- _WHAT NEEDS TO BE DONE_:
Reproduce exactly the lines from the one that holds "Target: wooden bench" through the last line of the entries, both ends included, but not the pictures.

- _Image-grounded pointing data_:
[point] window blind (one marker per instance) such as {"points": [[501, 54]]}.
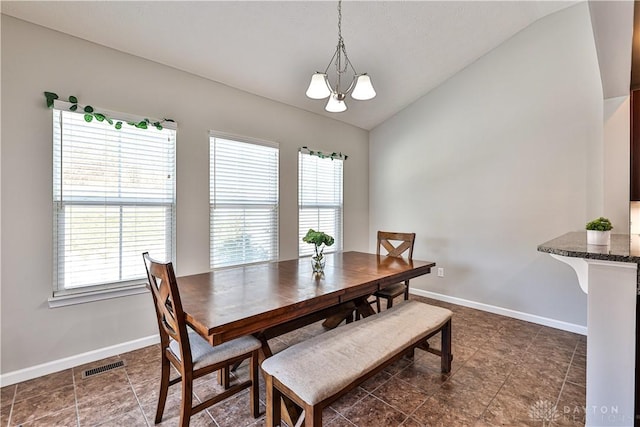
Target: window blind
{"points": [[243, 201], [319, 199], [113, 197]]}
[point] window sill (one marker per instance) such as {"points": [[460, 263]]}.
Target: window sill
{"points": [[84, 297]]}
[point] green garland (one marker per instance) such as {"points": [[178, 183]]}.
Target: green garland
{"points": [[322, 155], [90, 114]]}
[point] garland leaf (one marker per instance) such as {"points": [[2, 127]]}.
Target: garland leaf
{"points": [[90, 114], [332, 156]]}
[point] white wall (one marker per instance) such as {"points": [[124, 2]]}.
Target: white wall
{"points": [[35, 60], [617, 129], [498, 159]]}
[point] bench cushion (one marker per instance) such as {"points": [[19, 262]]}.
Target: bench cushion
{"points": [[320, 367]]}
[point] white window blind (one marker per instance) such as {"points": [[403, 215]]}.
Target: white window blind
{"points": [[243, 200], [113, 199], [319, 200]]}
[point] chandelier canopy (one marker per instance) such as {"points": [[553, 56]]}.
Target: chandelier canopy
{"points": [[360, 86]]}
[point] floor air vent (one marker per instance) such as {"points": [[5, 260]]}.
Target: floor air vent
{"points": [[100, 369]]}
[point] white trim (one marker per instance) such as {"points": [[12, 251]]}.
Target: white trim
{"points": [[245, 139], [545, 321], [69, 362], [63, 300]]}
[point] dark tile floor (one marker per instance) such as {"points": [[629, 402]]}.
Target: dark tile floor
{"points": [[506, 372]]}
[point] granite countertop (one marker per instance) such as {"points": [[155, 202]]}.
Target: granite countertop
{"points": [[574, 244]]}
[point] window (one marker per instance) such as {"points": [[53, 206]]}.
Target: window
{"points": [[243, 200], [113, 199], [319, 199]]}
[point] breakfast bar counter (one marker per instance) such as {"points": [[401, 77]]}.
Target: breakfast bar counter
{"points": [[609, 276]]}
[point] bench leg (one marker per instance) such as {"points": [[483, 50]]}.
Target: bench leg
{"points": [[273, 403], [446, 356], [313, 416]]}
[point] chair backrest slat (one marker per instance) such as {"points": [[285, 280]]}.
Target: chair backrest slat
{"points": [[396, 244], [169, 313]]}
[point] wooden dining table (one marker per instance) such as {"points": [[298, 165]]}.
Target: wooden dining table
{"points": [[273, 298], [269, 299]]}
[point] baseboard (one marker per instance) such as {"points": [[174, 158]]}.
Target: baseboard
{"points": [[558, 324], [91, 356], [69, 362]]}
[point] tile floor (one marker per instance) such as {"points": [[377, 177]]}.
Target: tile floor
{"points": [[506, 372]]}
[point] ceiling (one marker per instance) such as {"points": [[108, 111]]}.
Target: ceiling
{"points": [[271, 48]]}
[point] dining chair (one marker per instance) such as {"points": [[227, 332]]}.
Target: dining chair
{"points": [[191, 354], [395, 245]]}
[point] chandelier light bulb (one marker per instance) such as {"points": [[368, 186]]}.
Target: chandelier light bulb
{"points": [[363, 89], [318, 87], [335, 105]]}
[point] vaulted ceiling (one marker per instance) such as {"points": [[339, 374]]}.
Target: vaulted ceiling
{"points": [[271, 48]]}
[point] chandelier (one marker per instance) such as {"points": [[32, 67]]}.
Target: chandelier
{"points": [[320, 86]]}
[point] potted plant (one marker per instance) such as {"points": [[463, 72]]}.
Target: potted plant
{"points": [[320, 240], [599, 231]]}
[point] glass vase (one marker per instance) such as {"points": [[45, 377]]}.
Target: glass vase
{"points": [[317, 264]]}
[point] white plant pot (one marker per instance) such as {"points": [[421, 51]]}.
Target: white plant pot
{"points": [[600, 238]]}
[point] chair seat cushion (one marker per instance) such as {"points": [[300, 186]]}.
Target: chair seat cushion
{"points": [[318, 368], [203, 354], [391, 291]]}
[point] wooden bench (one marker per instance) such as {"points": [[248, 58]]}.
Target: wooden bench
{"points": [[316, 372]]}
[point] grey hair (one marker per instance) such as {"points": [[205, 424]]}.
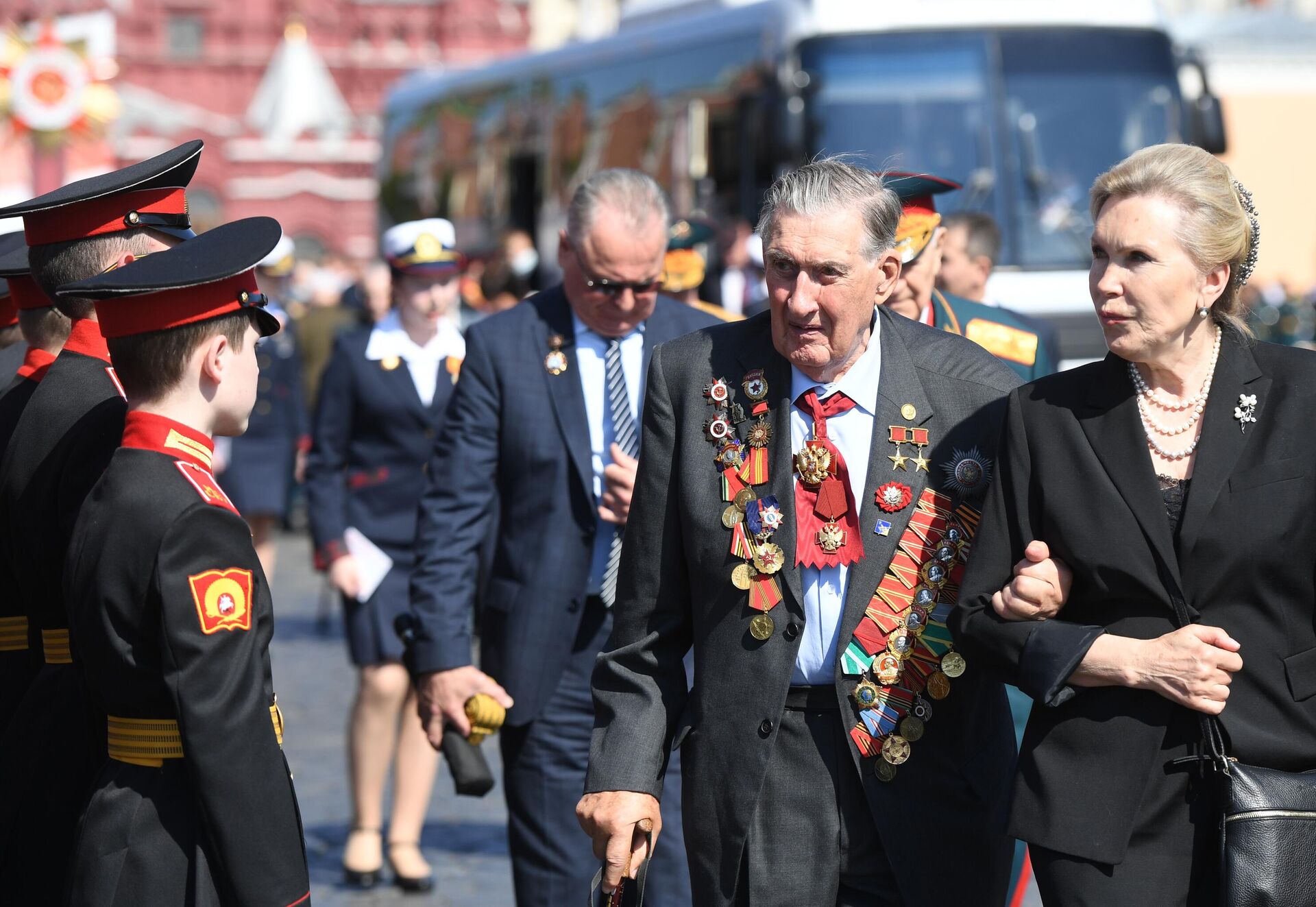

- _ANSWER FOR THIS EXERCISE_:
Target: wooden bench
{"points": [[316, 372]]}
[point] grey hair (one marker per instance) such as {"points": [[205, 424]]}.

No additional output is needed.